> _The problem_:
Copy word for word the part of the text on mental health care in India, starting at "Health is a" and ending at "year after year.".
___ Text for analysis ___
Health is a state of complete physical, mental and social well-being and not merely the absence of disease or infirmity. This is the preamble of the constitution of the World Health Organization, which has remained unchanged since 1948. And yet, when it comes to the budget and spending on healthcare, the mental health component, which is so crucial to well-being, seems to be not get its due importance year after year.
Depression alone is the leading cause of disability worldwide, having surpassed heart diseases a few years back, with over 264 million people from all over the world afflicted by it. Estimates indicate that approximately 10 – 13% of India’s population suffer from a mental illness and yet India’s spending on mental health care has not exceeded 50 crores. To put that in perspective, India spends approximately 1% of it’s entire budget on healthcare; 0.06% of that healthcare budget is utilized for mental health. Compared to global estimates, while high income countries utilize about 5.1% of all government health spending on mental health, even low-income countries on average spend approximately 0.5% of their healthcare budget on mental healthcare.
The Mental Health Act of 2017 holds promise to pave the way for the rights of patients with mental health concerns. However, at the forefront, there is an acute shortage of mental health professionals and facilities available in the country. We need more hospital beds dedicated to mental health. At present there are just about 60,000 public psychiatric beds available. The requirement on the other hand – 6.5 lakhs!
And it’s the same story with mental health care practitioners. Global norms suggest a ratio of 1 mental health professional per 10,000 population. India at present has approximately 9,000 psychiatrists and 1,000 clinical psychologists. Considering that the general population and mental health professionals remain constant, it would take just about 171 years to bridge the gap in the number of psychiatrists required to provide sufficient care. To add to that, most mental healthcare professionals are clustered in larger cities – it’s not unusual to find patients and caregivers travelling hundreds of kilometers and waiting in hour long queues for a 15-minute psychiatry consultation.
___ Data for analysis ___
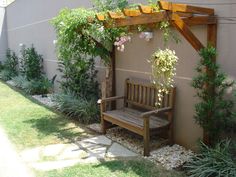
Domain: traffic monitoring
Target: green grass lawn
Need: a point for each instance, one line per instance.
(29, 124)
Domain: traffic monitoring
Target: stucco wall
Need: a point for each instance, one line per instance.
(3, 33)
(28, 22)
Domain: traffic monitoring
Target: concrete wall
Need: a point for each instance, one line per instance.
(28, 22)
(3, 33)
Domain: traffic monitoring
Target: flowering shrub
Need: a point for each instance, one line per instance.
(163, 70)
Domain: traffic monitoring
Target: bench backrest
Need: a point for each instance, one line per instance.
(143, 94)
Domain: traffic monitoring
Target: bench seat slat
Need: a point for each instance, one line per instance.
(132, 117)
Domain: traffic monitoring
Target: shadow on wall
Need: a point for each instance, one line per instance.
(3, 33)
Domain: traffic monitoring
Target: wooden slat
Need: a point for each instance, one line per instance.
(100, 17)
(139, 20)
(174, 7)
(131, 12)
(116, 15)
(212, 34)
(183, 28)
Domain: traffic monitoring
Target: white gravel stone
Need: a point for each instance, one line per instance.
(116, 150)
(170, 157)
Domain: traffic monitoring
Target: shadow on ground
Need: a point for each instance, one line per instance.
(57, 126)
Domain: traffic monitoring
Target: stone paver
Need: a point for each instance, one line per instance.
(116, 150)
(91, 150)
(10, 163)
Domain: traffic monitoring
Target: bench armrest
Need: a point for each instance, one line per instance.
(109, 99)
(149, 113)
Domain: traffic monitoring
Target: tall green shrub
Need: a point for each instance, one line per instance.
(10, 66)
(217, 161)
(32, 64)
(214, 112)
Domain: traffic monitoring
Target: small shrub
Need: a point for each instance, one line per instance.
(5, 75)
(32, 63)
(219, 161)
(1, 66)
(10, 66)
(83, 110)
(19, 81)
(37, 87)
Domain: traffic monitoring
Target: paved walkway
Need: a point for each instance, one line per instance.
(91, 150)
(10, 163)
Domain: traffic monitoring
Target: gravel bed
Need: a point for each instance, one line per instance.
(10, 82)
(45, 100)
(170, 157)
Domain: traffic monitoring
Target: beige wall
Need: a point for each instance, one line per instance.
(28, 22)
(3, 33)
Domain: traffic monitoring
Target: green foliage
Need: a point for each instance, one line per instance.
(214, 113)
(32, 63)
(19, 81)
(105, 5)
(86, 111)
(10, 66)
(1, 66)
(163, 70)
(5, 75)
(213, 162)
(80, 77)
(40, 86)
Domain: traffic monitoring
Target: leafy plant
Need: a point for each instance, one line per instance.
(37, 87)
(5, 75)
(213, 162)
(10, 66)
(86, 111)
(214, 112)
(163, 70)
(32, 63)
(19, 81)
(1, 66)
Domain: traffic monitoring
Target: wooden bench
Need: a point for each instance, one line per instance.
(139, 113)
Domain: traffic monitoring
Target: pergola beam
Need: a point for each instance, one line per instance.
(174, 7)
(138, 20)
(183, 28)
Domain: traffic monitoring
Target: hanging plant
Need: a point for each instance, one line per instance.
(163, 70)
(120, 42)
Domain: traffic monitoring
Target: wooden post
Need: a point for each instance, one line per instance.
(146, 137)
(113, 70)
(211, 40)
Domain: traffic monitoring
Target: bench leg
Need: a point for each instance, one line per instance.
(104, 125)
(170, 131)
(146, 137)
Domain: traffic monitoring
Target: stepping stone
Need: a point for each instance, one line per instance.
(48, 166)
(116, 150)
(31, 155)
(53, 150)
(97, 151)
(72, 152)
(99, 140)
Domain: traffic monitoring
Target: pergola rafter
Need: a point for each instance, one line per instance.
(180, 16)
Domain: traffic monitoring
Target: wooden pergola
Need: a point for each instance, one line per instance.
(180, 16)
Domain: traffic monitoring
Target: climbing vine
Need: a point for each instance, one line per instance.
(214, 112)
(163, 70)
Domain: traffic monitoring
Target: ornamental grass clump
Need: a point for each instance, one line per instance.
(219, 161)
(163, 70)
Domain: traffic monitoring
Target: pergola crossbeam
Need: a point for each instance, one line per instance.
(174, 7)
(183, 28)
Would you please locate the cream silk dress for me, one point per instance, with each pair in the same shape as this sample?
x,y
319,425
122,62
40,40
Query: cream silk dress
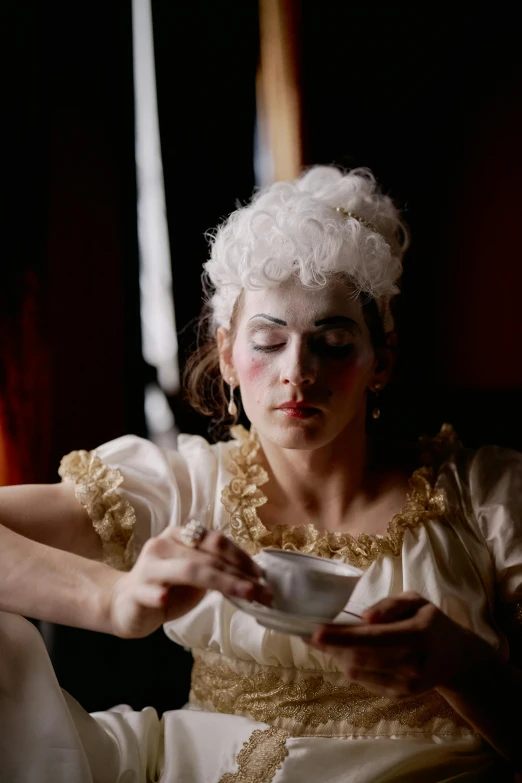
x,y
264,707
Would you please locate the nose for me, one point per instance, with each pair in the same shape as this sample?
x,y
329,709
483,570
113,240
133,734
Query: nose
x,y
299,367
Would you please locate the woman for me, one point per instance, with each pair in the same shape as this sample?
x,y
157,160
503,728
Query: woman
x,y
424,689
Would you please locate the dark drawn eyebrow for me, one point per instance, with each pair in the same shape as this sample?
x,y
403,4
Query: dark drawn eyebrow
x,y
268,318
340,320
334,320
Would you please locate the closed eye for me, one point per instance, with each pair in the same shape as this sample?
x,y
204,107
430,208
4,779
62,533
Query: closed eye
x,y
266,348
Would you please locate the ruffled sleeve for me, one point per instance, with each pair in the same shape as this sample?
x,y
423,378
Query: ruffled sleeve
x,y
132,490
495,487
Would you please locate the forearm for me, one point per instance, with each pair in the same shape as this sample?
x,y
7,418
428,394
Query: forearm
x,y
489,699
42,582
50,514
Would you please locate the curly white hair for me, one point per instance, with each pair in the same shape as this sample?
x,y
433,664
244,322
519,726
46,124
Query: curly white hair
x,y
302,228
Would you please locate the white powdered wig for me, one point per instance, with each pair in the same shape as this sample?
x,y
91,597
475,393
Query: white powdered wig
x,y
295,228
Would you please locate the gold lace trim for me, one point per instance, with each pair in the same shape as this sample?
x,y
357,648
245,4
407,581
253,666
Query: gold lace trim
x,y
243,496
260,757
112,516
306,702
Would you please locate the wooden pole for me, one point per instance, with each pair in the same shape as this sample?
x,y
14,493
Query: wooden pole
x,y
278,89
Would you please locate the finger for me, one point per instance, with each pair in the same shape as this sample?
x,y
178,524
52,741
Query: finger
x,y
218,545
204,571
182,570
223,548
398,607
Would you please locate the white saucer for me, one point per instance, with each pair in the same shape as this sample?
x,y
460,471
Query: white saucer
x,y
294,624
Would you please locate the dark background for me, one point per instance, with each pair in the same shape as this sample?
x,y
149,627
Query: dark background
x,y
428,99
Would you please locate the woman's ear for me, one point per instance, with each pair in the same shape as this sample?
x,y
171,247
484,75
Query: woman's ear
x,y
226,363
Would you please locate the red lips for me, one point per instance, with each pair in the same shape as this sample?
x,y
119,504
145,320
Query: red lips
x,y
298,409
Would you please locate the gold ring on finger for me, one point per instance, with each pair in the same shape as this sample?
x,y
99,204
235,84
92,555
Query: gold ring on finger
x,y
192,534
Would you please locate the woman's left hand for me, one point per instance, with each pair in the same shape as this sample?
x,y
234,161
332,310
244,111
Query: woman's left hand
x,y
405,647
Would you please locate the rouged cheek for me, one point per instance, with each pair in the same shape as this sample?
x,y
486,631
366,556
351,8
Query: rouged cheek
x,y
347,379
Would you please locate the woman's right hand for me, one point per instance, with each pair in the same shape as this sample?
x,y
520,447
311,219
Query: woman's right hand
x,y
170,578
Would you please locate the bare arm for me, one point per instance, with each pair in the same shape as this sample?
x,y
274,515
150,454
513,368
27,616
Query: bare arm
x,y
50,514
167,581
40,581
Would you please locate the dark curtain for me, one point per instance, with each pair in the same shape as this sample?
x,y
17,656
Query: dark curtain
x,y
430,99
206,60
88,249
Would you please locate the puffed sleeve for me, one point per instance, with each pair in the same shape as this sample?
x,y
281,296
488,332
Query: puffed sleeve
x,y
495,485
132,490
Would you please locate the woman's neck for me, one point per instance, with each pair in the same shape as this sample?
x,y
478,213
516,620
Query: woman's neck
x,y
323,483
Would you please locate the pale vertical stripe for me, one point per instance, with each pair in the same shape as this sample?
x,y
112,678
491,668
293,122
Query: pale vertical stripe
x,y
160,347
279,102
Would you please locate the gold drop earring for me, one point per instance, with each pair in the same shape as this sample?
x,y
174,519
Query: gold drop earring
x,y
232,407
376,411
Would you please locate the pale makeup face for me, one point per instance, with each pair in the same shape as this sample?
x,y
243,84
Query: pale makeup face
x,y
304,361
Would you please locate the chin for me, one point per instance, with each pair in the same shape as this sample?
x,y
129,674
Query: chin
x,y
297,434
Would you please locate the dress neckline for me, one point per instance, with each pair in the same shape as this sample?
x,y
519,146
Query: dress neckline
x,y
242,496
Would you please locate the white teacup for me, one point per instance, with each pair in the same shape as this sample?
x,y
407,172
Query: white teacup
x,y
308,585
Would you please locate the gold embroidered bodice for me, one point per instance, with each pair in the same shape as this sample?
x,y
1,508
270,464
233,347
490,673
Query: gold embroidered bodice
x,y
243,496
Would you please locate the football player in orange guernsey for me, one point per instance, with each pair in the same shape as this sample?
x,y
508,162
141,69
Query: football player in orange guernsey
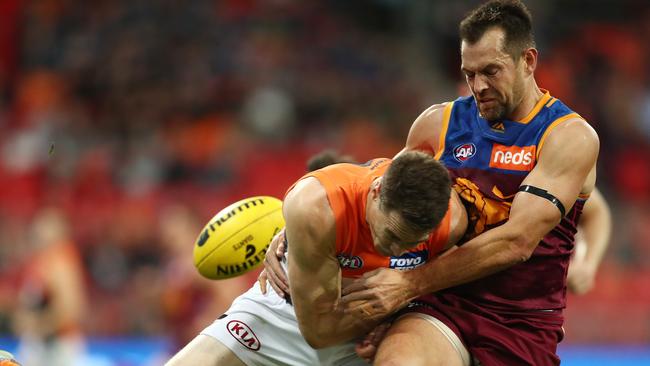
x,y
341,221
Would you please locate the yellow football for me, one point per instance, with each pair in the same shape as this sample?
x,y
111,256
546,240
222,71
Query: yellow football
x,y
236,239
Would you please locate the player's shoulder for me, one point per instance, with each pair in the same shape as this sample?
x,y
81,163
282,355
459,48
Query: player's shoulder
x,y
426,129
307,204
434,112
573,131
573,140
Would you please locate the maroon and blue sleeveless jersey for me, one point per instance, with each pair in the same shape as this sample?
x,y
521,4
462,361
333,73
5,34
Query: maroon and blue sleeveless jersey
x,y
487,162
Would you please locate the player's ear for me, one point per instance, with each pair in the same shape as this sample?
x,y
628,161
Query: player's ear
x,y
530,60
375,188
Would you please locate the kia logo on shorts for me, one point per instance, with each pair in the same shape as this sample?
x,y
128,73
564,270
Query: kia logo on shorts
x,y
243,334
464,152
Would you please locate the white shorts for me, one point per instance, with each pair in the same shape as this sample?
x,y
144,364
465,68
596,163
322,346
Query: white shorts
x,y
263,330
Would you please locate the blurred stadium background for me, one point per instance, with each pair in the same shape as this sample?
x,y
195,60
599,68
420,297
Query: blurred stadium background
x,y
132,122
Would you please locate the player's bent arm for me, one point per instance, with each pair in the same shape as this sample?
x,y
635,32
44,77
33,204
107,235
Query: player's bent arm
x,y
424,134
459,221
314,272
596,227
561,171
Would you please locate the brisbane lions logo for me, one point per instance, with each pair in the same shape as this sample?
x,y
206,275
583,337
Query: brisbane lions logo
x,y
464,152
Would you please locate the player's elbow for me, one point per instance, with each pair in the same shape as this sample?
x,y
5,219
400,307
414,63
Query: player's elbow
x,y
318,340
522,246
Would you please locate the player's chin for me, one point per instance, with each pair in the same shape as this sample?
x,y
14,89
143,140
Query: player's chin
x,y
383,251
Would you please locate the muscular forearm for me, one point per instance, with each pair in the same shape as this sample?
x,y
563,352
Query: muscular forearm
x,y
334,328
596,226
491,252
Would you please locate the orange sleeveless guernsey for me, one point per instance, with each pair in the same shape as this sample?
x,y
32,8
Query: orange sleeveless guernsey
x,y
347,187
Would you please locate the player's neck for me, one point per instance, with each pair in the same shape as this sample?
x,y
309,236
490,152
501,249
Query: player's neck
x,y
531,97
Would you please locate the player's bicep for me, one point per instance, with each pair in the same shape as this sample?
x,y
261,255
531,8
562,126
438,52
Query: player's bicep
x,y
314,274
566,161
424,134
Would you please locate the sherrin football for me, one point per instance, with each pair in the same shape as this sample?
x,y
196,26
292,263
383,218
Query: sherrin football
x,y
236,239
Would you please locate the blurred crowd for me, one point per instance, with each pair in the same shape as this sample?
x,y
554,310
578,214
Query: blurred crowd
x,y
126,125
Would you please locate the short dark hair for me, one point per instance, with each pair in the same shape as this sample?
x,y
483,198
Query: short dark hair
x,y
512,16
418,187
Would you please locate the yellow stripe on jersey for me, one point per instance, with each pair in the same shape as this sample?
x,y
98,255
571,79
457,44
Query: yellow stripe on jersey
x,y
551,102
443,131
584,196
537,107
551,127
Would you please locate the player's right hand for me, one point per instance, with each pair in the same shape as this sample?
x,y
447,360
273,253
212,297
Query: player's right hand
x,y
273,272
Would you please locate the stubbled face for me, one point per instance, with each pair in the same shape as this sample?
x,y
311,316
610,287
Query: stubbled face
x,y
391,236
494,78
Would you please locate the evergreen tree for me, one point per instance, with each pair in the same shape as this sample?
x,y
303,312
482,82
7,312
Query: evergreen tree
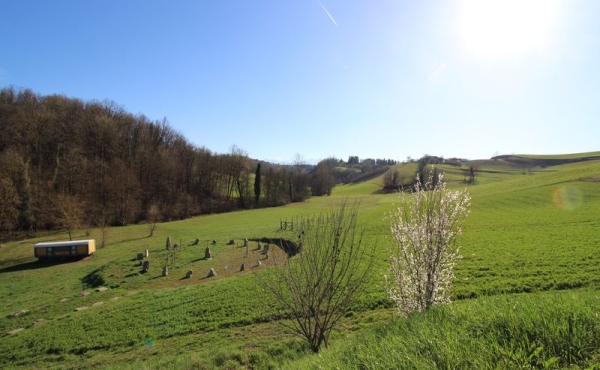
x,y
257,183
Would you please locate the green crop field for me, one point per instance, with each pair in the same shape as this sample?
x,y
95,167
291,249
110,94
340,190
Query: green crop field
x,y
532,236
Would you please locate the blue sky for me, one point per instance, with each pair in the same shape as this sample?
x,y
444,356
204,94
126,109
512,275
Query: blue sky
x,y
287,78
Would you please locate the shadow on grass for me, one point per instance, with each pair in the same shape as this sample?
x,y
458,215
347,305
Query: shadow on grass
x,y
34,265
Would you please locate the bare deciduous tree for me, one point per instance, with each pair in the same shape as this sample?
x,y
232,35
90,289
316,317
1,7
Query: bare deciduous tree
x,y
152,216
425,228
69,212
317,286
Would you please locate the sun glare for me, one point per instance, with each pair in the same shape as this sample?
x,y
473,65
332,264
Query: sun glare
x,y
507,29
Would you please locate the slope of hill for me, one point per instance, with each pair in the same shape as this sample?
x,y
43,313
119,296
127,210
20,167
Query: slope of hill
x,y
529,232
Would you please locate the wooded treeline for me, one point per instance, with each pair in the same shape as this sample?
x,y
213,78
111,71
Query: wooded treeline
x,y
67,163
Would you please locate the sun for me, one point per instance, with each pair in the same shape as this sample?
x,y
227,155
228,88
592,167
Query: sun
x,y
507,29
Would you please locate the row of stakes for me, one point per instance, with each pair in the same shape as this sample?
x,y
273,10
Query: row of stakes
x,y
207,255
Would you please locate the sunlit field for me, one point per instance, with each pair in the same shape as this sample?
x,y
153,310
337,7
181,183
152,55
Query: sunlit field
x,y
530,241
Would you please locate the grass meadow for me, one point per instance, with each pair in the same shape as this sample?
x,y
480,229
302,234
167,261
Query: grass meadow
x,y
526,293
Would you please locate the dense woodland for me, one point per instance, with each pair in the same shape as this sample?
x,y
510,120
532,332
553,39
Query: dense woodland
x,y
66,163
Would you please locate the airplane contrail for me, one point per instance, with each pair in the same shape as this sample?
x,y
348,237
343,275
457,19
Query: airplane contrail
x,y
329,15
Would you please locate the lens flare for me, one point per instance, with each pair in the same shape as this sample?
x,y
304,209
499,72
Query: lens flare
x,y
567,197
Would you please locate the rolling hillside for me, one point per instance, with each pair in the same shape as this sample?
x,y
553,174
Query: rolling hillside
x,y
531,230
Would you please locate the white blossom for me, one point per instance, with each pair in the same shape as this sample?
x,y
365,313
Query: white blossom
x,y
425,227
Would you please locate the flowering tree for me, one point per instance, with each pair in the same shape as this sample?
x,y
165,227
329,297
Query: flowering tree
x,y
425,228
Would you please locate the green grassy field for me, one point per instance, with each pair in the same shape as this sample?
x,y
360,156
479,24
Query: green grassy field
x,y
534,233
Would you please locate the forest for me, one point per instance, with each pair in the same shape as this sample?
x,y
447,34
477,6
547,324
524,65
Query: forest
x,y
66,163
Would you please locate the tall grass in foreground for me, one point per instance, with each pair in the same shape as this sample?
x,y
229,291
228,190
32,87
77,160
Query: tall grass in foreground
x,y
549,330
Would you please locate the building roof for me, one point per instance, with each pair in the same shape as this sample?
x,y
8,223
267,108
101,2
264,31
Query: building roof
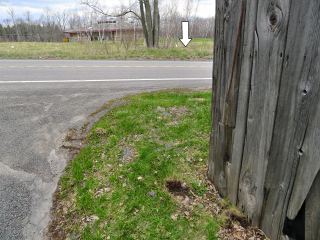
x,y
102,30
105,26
___
> _Exercise response_:
Health is a state of complete physical, mental and social well-being and not merely the absence of disease or infirmity. This is the preamble of the constitution of the World Health Organization, which has remained unchanged since 1948. And yet, when it comes to the budget and spending on healthcare, the mental health component, which is so crucial to well-being, seems to be not get its due importance year after year.